→ **The records**:
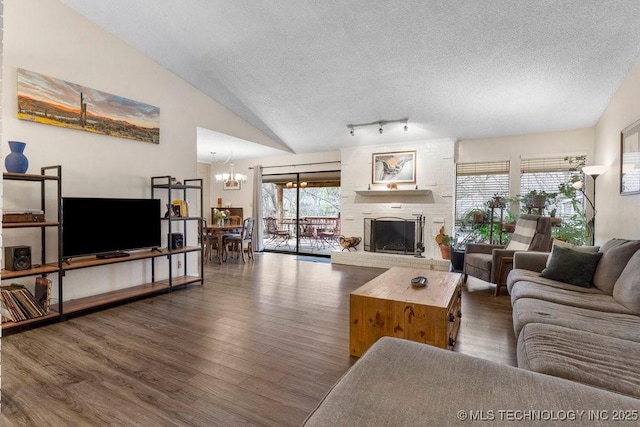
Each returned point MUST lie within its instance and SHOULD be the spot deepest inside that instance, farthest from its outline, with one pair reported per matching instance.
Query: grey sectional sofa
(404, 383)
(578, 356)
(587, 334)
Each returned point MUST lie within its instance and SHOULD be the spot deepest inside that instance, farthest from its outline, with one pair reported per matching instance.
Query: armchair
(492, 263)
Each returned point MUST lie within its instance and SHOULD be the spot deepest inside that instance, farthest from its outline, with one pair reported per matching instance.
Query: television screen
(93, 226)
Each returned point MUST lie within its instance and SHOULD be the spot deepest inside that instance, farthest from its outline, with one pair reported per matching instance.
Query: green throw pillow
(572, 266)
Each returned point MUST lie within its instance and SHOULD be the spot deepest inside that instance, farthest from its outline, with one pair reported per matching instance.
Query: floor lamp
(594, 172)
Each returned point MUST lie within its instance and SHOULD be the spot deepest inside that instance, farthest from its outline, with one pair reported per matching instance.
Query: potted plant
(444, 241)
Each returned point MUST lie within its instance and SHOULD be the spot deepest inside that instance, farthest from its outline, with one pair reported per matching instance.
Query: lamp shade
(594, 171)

→ **What you should do**: In the records above, find the line containing "Query: floor lamp" and print it and every later line exactly, through the last one.

→ **Response**:
Query: floor lamp
(594, 172)
Each returned point MUST lie within its instance and SHOULD be the spot deepest inside that instance, farthest from its outline, with one pair reported per matching instance.
Query: potted plant
(444, 241)
Each returned point MUST lie within its instance and SHOULD be the spot deepest inside that instance, farthest from its outline, with one pair reported per matching instance.
Query: lamp shade
(594, 171)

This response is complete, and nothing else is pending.